◆ SET TASK:
Copy the material below word for word, leaving out the pictures.

━━━━━ SUPPLIED DATA ━━━━━

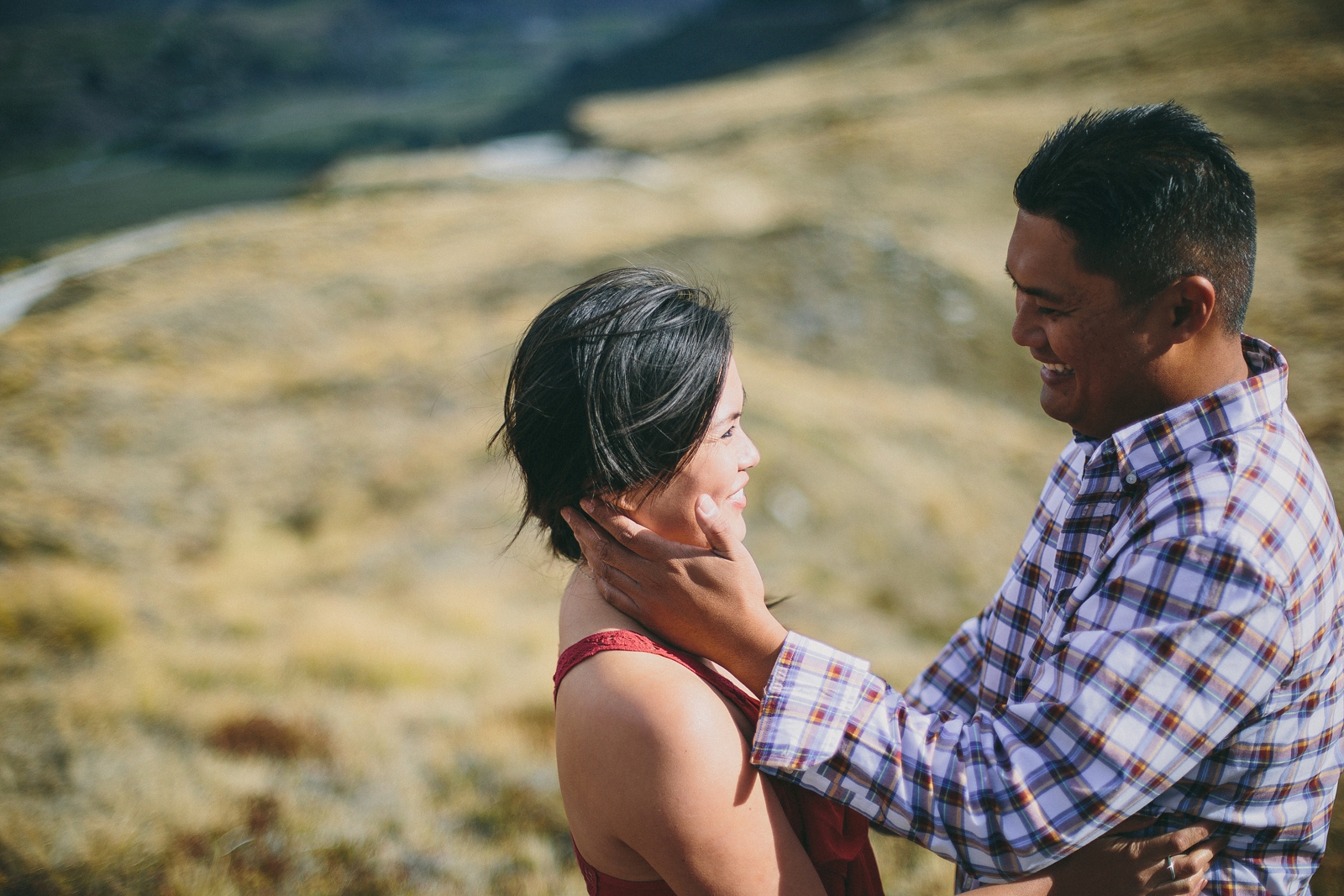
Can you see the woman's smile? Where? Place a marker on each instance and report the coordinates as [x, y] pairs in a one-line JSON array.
[[718, 468]]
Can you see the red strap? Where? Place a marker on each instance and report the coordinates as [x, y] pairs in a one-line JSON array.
[[635, 642]]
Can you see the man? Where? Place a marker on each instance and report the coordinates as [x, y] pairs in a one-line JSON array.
[[1167, 641]]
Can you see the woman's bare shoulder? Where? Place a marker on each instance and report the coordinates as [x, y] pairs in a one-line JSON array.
[[643, 694]]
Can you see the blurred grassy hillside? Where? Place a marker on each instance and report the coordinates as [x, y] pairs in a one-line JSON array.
[[118, 112], [259, 631]]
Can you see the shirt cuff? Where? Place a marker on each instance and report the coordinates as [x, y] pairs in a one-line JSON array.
[[808, 701]]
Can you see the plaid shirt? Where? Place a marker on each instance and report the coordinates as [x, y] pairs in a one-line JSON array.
[[1166, 642]]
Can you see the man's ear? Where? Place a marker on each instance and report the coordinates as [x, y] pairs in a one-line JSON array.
[[1189, 307]]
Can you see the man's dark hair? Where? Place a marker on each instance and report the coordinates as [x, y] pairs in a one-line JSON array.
[[1151, 195], [613, 387]]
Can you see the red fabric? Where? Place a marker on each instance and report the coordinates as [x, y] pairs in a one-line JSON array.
[[837, 839]]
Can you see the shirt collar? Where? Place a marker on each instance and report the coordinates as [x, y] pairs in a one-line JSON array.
[[1158, 443]]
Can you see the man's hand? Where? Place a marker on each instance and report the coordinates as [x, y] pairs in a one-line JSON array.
[[706, 600], [1132, 866]]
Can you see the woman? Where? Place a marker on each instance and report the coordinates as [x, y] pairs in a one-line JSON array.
[[625, 389]]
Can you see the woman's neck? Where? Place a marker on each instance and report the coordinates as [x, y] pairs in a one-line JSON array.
[[584, 611]]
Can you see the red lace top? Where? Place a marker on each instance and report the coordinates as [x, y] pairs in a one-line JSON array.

━━━━━

◆ WORKED SOLUTION:
Can you see the woman's smile? Where? Place a marker on each instance and report the coordinates as [x, y] pairs in a one-line JSON array.
[[718, 468]]
Can you see the red strap? Where? Place a marker on each instance and report the coordinates as [x, y] pairs in a one-line JSON array.
[[635, 642]]
Can you see the man? Where? Place a marker on each instance and report the coordinates as [x, y] pairs in a one-line JSON array.
[[1167, 641]]
Can you see the woman's bare shoulder? Where? Place a marker on each instance and report the coordinates as [x, y] pairs in a one-line JSON array.
[[643, 694]]
Can you see the blurred grassy hillside? Where? Place a marker on each instance and report the coordinates as [x, y] pairs in a one-line JSON array.
[[118, 112], [259, 631]]
Can you see the shirt cuff? Where? Place a marker on each instance and report the coordinates as [x, y] pairs in a one-line JSON array.
[[808, 701]]
Can you see the plaid shirt? Where? Place a marker on each instance and report the coordinates as [x, y] pairs in a one-line JSON array.
[[1166, 642]]
Can you see the man's ear? Where? Place a marker on each instance and report the coordinates as [x, y] pairs in a one-line JSON array.
[[1189, 307]]
Can you see the man's dark hair? Where? Place a marker on each instance and report the coordinates as [x, y] pairs in a one-line JSON array.
[[1151, 195], [613, 387]]
Can you see the red fabric? Where? Place a marker on each instance and report the coordinates as [x, y] pairs in a one-line JSON array.
[[837, 839]]
Can you see the shirt collar? Where? Place a marker on each instance and report the coordinates as [x, y] pairs in a one-line JSON array.
[[1158, 443]]
Can you see the man's hand? Where? Place a marker on each instance and report the coordinates as [x, y] pairs in a one-line JSON array.
[[706, 600], [1132, 866]]
Can you see the woman? Where? Place a marker on each instance and report the coordinates as [x, y] pairs in a one-line JSON array.
[[625, 389]]
Can you see the woman's neck? Where? Place a marker on each instance and report the coordinates as [x, y] pairs in a one-line JSON array.
[[584, 611]]
Can you see the red lace top? Where? Place a marker on each instance and report the coordinates as [x, y] pairs in a one-line JSON array.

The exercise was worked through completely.